Exercise:
Starting at the line that holds "box: [182, 372, 196, 416]", copy every line exactly through the end of the data, and no others.

(Collected data)
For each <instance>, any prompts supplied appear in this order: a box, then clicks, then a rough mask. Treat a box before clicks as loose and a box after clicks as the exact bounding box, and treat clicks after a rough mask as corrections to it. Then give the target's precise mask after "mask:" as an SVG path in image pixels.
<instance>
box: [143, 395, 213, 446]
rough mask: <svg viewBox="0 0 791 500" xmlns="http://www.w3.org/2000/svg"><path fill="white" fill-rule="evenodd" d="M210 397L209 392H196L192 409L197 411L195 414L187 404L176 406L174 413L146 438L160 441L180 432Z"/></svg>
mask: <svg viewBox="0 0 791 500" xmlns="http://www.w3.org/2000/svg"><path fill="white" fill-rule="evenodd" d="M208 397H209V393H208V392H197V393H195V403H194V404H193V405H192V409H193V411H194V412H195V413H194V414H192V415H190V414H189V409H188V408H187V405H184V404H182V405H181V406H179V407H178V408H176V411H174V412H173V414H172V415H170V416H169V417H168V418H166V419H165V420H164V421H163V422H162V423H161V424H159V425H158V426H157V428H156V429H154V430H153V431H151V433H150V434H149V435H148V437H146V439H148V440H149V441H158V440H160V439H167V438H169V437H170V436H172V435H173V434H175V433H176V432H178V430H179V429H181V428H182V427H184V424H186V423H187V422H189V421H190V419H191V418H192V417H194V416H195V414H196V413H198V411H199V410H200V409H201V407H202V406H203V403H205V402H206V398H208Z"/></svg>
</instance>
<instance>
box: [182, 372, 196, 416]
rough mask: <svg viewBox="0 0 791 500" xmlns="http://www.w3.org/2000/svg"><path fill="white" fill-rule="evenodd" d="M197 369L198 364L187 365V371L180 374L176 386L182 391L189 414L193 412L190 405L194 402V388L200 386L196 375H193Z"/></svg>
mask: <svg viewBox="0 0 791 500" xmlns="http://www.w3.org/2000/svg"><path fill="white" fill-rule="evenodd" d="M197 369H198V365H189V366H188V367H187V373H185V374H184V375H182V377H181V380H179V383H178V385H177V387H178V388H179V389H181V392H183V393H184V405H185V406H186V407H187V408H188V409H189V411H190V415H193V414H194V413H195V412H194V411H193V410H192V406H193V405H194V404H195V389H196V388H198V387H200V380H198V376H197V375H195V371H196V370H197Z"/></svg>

Your response:
box: [182, 372, 196, 416]
rough mask: <svg viewBox="0 0 791 500" xmlns="http://www.w3.org/2000/svg"><path fill="white" fill-rule="evenodd" d="M197 369L198 364L187 365V371L180 374L176 386L182 391L189 414L193 412L190 405L194 402V388L200 386L196 375H193Z"/></svg>
mask: <svg viewBox="0 0 791 500" xmlns="http://www.w3.org/2000/svg"><path fill="white" fill-rule="evenodd" d="M197 369H198V365H189V366H188V367H187V373H185V374H184V375H182V377H181V380H179V383H178V385H177V387H178V388H179V389H181V392H183V393H184V405H185V406H186V407H187V408H188V409H189V411H190V415H193V414H194V413H195V412H194V411H193V410H192V406H193V405H194V404H195V389H196V388H198V387H200V380H198V376H197V375H195V371H196V370H197Z"/></svg>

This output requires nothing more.